# [Excerpt provided]
Leslie Basham: Nancy DeMoss Wolgemuth says, “If you’re just leaning on your own natural abilities, you’re not leaning on something strong enough.”

Nancy DeMoss Wolgemuth: The world and the church do not need to see what we can do. They’ve seen what we can do. They need to see what only God can do.

Leslie: This is Revive Our Hearts with Nancy DeMoss Wolgemuth, co-author of True Woman 101, for Tuesday, June 13, 2017.

In order to effectively minister and build God’s kingdom, you need an anointed life. God needs to be working in you before He works through you in other people. Nancy explained that yesterday in part one of a message called "Divine Anointing." She prepared this message for ministry leaders, but we all can benefit from this study of God’s power.

We’re going to pick up on her second point: In order to effectively minister, you need anointed lips.

Nancy: If we would have anointed lips, we must constantly, never endingly, consciously, intentionally be pointing people to Christ and to His Cross. It’s all about Jesus. It’s the Gospel. 

Paul says, “We don’t proclaim ourselves. We preach Christ as Lord and ourselves, your servants" (2 Cor. 4:5). "I determined not to know anything among you, not anything, except Jesus Christ and Him crucified." (1 Cor. 2:2) "He is the power of God to salvation, to sanctification, to redemption." (Rom. 1:16) "He is the beginning and the end, the Alpha and Omega, and everything in-between and from first to last. All of Scripture points to Jesus." (Rev. 1:8 all paraphrased)

I had about fifteen messages before we started daily radio. I was in itinerate ministry for women for about a dozen or more years—fifteen, give or take. Then we got into this thing where we have daily radio, and I found there was a whole lot more of the Scripture that begged to be taught. It’s been a joy to begin to get more of the whole counsel of God and to speak it into the lives of women. One of the great joys and challenges of my ministry to women is finding Christ everywhere in the Scripture.

I was recording a series of messages (I shared some of this with the women yesterday) on the life of Miriam recently. As I was getting ready to teach, I realized, "I haven’t pointed people to Jesus yet in this text." So I thought, “Where is Christ? Where is He?” I’m always looking for Him, looking for the gospel. It’s always this exhilarating experience to me as I come across Christ in the Scripture, and I’m able to give Him and the gospel to people in whatever I am teaching.

There’s no new message needed today. It’s the old, old story. I love to tell the old, old story of Jesus and His love, and I don’t ever get tired of telling it. For all of eternity we’re going to be singing it and telling it and worshiping Christ and Christ crucified, the Lamb that was slain before the foundation of the earth. That’s the truth. That’s the gospel. Jesus said if we’ll lift Christ up, then He would draw all men to Himself (see John 12:32).

If we would have anointed lips we must communicate with fervency, earnestness, and conviction. If we don’t believe what we’re saying is crucial, why should our listeners? I ask myself often today as I listen to the Word of God being taught and proclaimed: Where is the passion?

"They were astonished at [Jesus’] teaching for He taught them as One who had authority, and not as the scribes" (Mark 1:22). If anyone speaks, he should do it as one speaking the very words of God.

“Knowing, therefore, the terror of the Lord,” Paul said, “we persuade men . . . for the love of Christ compels us" (2 Cor. 5:11, 14 NKJV). We implore you on Christ’s behalf be reconciled to God.

# [Aim of the exercise]
In the radio transcript above, what is the name of the message whose first part Nancy explained the day before?

# [Stored records]
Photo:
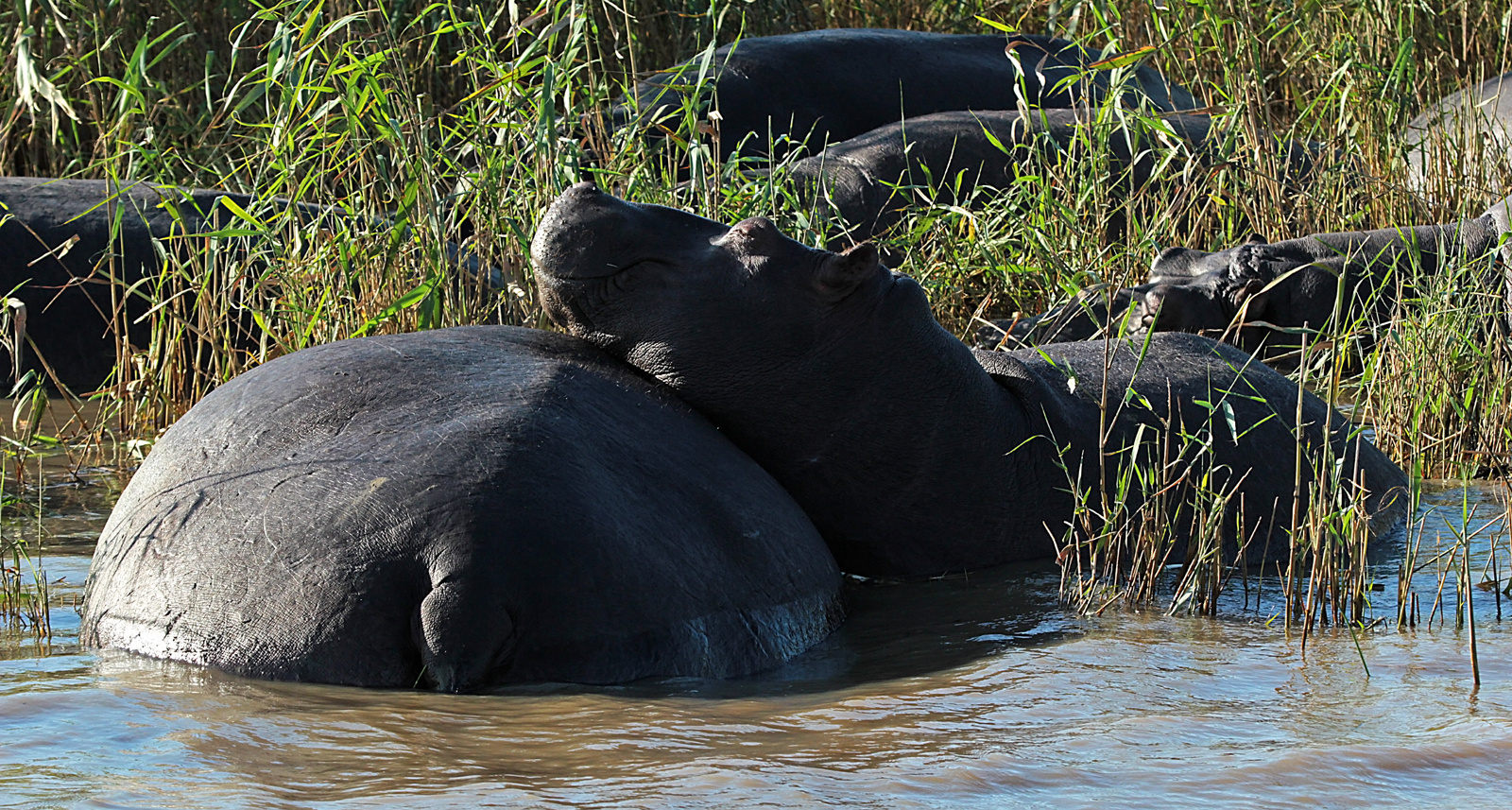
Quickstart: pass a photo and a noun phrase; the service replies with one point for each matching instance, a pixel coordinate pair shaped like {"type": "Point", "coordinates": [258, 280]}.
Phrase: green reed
{"type": "Point", "coordinates": [435, 123]}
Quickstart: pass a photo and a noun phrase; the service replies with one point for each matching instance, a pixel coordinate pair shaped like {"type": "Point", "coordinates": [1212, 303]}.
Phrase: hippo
{"type": "Point", "coordinates": [911, 452]}
{"type": "Point", "coordinates": [832, 85]}
{"type": "Point", "coordinates": [871, 181]}
{"type": "Point", "coordinates": [455, 508]}
{"type": "Point", "coordinates": [1267, 297]}
{"type": "Point", "coordinates": [1449, 141]}
{"type": "Point", "coordinates": [1093, 313]}
{"type": "Point", "coordinates": [68, 237]}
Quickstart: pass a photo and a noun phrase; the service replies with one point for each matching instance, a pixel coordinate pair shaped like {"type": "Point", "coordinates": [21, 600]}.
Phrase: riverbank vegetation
{"type": "Point", "coordinates": [460, 121]}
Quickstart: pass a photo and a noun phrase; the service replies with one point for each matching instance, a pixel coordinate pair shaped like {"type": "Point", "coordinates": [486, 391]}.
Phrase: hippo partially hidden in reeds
{"type": "Point", "coordinates": [82, 257]}
{"type": "Point", "coordinates": [1464, 138]}
{"type": "Point", "coordinates": [909, 452]}
{"type": "Point", "coordinates": [831, 85]}
{"type": "Point", "coordinates": [453, 509]}
{"type": "Point", "coordinates": [873, 181]}
{"type": "Point", "coordinates": [1269, 297]}
{"type": "Point", "coordinates": [869, 181]}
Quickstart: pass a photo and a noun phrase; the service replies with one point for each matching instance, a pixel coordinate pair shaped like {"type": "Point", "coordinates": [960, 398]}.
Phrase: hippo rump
{"type": "Point", "coordinates": [1464, 138]}
{"type": "Point", "coordinates": [67, 239]}
{"type": "Point", "coordinates": [832, 85]}
{"type": "Point", "coordinates": [454, 509]}
{"type": "Point", "coordinates": [871, 181]}
{"type": "Point", "coordinates": [912, 454]}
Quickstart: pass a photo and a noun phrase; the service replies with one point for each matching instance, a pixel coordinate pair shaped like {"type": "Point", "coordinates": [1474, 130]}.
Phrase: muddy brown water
{"type": "Point", "coordinates": [964, 693]}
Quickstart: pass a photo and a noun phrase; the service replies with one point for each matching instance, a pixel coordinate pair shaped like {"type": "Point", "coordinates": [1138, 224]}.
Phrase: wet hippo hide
{"type": "Point", "coordinates": [832, 85]}
{"type": "Point", "coordinates": [76, 252]}
{"type": "Point", "coordinates": [455, 508]}
{"type": "Point", "coordinates": [912, 454]}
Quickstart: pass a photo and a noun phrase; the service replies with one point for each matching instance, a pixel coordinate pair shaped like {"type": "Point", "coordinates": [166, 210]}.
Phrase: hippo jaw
{"type": "Point", "coordinates": [682, 297]}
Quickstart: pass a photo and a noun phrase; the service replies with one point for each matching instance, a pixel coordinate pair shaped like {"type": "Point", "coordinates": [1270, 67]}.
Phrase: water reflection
{"type": "Point", "coordinates": [964, 693]}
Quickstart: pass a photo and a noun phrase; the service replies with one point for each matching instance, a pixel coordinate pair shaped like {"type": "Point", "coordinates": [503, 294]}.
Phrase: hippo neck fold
{"type": "Point", "coordinates": [896, 396]}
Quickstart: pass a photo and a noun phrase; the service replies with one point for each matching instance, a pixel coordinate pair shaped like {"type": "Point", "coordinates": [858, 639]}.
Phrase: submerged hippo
{"type": "Point", "coordinates": [453, 509]}
{"type": "Point", "coordinates": [874, 179]}
{"type": "Point", "coordinates": [912, 454]}
{"type": "Point", "coordinates": [64, 242]}
{"type": "Point", "coordinates": [1463, 138]}
{"type": "Point", "coordinates": [832, 85]}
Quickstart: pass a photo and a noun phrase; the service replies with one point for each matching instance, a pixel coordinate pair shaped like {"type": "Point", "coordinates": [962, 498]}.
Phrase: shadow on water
{"type": "Point", "coordinates": [309, 742]}
{"type": "Point", "coordinates": [906, 629]}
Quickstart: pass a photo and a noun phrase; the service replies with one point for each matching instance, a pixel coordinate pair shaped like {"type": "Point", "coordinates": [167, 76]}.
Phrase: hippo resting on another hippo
{"type": "Point", "coordinates": [832, 85]}
{"type": "Point", "coordinates": [64, 241]}
{"type": "Point", "coordinates": [455, 508]}
{"type": "Point", "coordinates": [912, 454]}
{"type": "Point", "coordinates": [1267, 297]}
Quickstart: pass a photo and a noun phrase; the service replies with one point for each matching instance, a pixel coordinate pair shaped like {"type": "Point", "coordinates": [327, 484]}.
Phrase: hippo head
{"type": "Point", "coordinates": [687, 298]}
{"type": "Point", "coordinates": [1224, 295]}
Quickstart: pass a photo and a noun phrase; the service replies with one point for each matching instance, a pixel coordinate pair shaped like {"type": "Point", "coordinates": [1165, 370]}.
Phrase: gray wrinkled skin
{"type": "Point", "coordinates": [64, 239]}
{"type": "Point", "coordinates": [455, 508]}
{"type": "Point", "coordinates": [832, 85]}
{"type": "Point", "coordinates": [911, 452]}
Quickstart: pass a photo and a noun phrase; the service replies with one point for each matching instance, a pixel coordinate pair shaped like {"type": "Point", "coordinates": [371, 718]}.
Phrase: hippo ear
{"type": "Point", "coordinates": [1252, 300]}
{"type": "Point", "coordinates": [839, 274]}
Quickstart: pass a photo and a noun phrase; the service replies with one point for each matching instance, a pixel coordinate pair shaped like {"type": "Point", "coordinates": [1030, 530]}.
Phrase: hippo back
{"type": "Point", "coordinates": [1461, 133]}
{"type": "Point", "coordinates": [455, 508]}
{"type": "Point", "coordinates": [832, 85]}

# [Written response]
"Divine Anointing"